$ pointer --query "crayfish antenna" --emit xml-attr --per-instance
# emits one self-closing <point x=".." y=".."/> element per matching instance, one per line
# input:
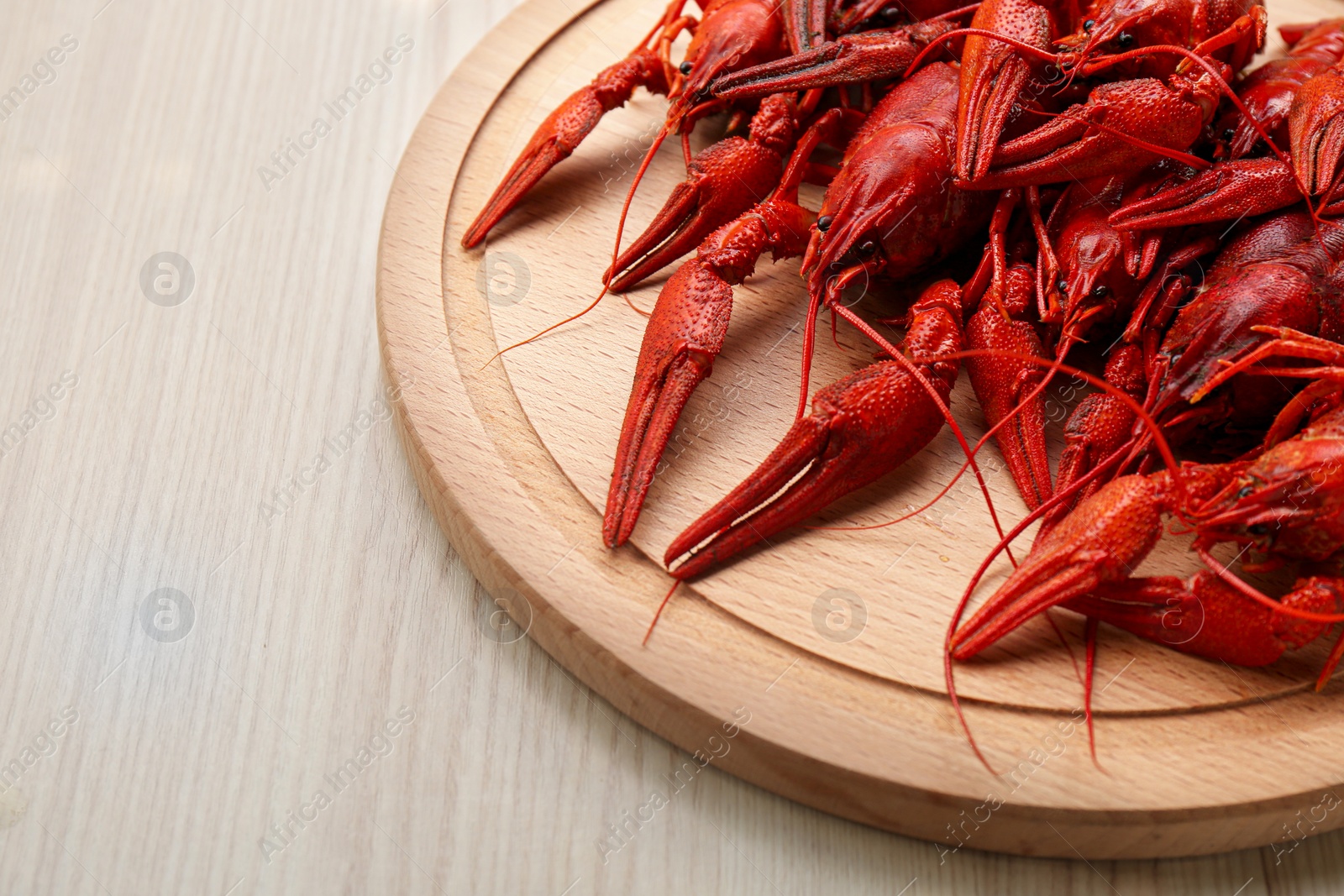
<point x="658" y="614"/>
<point x="1088" y="688"/>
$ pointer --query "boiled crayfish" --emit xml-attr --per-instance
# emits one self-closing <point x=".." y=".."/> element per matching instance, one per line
<point x="1093" y="161"/>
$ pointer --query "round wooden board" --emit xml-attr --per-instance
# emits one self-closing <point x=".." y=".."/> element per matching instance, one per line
<point x="822" y="656"/>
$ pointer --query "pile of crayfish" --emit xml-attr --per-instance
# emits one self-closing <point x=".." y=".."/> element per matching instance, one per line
<point x="1137" y="208"/>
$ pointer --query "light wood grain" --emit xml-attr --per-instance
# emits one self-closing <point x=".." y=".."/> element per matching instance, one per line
<point x="351" y="605"/>
<point x="511" y="459"/>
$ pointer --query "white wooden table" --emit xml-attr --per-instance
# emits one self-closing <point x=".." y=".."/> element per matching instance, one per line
<point x="237" y="656"/>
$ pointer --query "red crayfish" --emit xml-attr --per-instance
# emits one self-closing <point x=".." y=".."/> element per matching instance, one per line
<point x="1089" y="190"/>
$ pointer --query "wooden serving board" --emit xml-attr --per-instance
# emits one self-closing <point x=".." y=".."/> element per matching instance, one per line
<point x="830" y="642"/>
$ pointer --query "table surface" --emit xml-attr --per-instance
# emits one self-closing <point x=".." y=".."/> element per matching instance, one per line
<point x="239" y="656"/>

[Exercise requirements] Every line above should be transcribed word for word; leave the pictures out.

[Finished exercise]
$ pointer --query "crayfish antenna" --emit xml-attr --per-instance
# emits one self-closing <point x=".." y=".."/> element per matching instance, one per line
# input:
<point x="658" y="614"/>
<point x="1088" y="688"/>
$ pointer --query "boiled crayfish" --emit xml-attr --per-instance
# emits one self-closing <point x=".." y=".."/> element per matching instance, one per line
<point x="1093" y="161"/>
$ pointer --query "round wooden board" --emit xml-attr --per-instance
# emits one self-closing <point x=".." y=".."/> element per matching instance, one per line
<point x="822" y="656"/>
$ pointer --query "pile of crayfish" --emit xml-attr --per-instance
# emits one self-closing <point x=".." y=".."/> element per matching instance, one per line
<point x="1137" y="208"/>
$ pointer --query "light wood grain" --emit xml-attr --per-instance
# emits one self-closing <point x=".." y=".."/> element per matching instance, one per line
<point x="351" y="605"/>
<point x="511" y="459"/>
$ pointer --query "white wooden table" --emit xml-attr --per-instance
# emits one self-closing <point x=".." y=".."/> element per matching instance, one per line
<point x="237" y="656"/>
$ pointer --query "red crayfish" --emit xml-attr --per-instance
# emits one self-closing <point x=".." y=".."/> element per matching instance, one per line
<point x="1089" y="190"/>
$ pointer --query "wooden serving board" --emit xml-attr --per-instance
# emits one self-closing <point x=".." y=".."/> element per matching instance, one per line
<point x="830" y="642"/>
$ pointer --query "table surface" --emit xml-attr --per-instance
# emits one self-closing <point x=".." y=".."/> element per matching instance, one per line
<point x="239" y="656"/>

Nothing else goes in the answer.